━━ Available data

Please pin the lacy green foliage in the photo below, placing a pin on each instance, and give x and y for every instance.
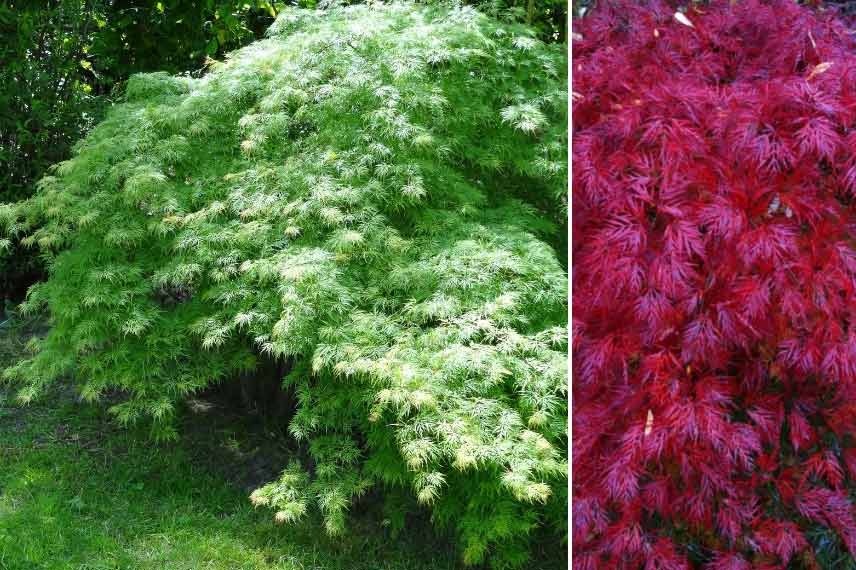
(346, 196)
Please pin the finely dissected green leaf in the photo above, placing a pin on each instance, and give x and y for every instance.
(356, 195)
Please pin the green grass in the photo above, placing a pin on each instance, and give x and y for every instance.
(76, 492)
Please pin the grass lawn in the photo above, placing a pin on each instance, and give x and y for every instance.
(76, 492)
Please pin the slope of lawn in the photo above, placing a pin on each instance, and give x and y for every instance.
(76, 492)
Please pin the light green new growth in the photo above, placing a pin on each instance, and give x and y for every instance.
(355, 195)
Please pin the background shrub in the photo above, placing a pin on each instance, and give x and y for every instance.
(366, 197)
(714, 285)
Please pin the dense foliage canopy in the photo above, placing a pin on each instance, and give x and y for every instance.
(714, 282)
(348, 198)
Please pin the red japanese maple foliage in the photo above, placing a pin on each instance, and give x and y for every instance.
(714, 272)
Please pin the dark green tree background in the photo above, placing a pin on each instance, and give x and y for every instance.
(63, 62)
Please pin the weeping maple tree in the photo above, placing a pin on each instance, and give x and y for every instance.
(368, 198)
(714, 155)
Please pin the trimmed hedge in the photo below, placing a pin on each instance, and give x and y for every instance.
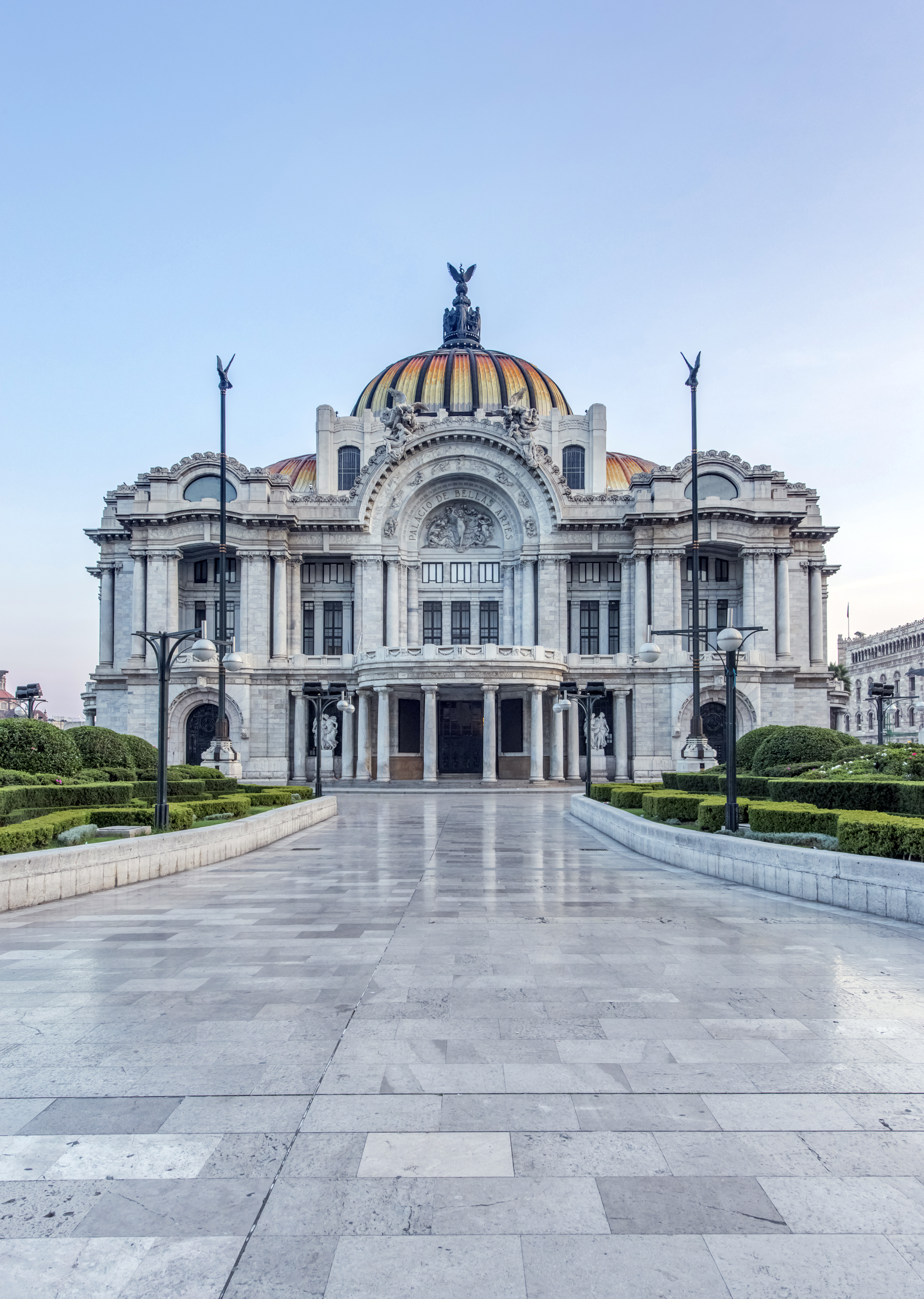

━━━━

What the task asks:
Print the full listing again exactly, and drop every image from it.

Solution to this task:
Please pin the lacy green foliage in the photo below, placing a pin on each instance, and give x and y for every instance.
(346, 196)
Please pin the finely dissected green leaf in the photo above, placing a pin on each instance, and give x and y for every instance.
(356, 195)
Please pin the green grass in the photo above, placing a pin on each instance, and give x and y for every instance.
(76, 492)
Please pin the grass lawn in the photo above, placing a pin on each instance, and give x and y for every instance.
(76, 492)
Please pin the slope of lawn in the photo above, placing a pin on each instance, and give x and y for every instance.
(76, 492)
Please pin the light green new growth in the photo above, placing a pin on each instance, and give x and y for every instance.
(355, 195)
Please pin the background shrub in the photo above, placing a pin on each instance, and give x and y for every instance.
(366, 197)
(714, 285)
Please pin the dense foliage canopy in the photo above, placing a pin on each instance, and give x and y for every instance.
(714, 282)
(348, 198)
Please pin the red japanese maple foliage in the photo above, placing a pin on each instance, and give x and y for every instance.
(714, 272)
Please pin the dark green tree background in the photo above, placing a pin on each instance, and give x and y for every instance.
(63, 62)
Please pin the weeping maple tree in the photo above, placing a pin on each instance, and give x and y for every instance.
(368, 198)
(714, 155)
Please pin the trimmed hedge in the photo below, placing a pin on each instance, and give x and y for every instance.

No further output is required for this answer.